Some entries

::::::

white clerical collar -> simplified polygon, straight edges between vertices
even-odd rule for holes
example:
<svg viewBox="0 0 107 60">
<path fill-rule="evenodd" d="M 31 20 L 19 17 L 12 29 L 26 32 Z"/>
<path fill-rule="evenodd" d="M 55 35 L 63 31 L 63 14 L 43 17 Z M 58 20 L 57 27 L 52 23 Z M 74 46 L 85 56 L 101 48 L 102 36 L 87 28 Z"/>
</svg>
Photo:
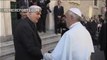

::::::

▶ _WHAT TO PRODUCE_: Lay out every line of the entries as a JSON list of strings, one string per line, leaving out blank lines and the pictures.

▶ _SOLUTION TO THIS EXERCISE_:
[
  "white clerical collar -> simplified polygon, straight edges between vertices",
  "even-odd rule for holes",
  "example:",
  "<svg viewBox=\"0 0 107 60\">",
  "<path fill-rule=\"evenodd\" d=\"M 31 20 L 19 17 L 12 29 L 26 32 Z\"/>",
  "<path fill-rule=\"evenodd\" d=\"M 55 35 L 63 31 L 63 14 L 43 17 Z M 58 20 L 57 27 L 52 23 Z M 74 46 L 85 56 L 101 48 L 102 36 L 87 28 Z\"/>",
  "</svg>",
  "Photo:"
]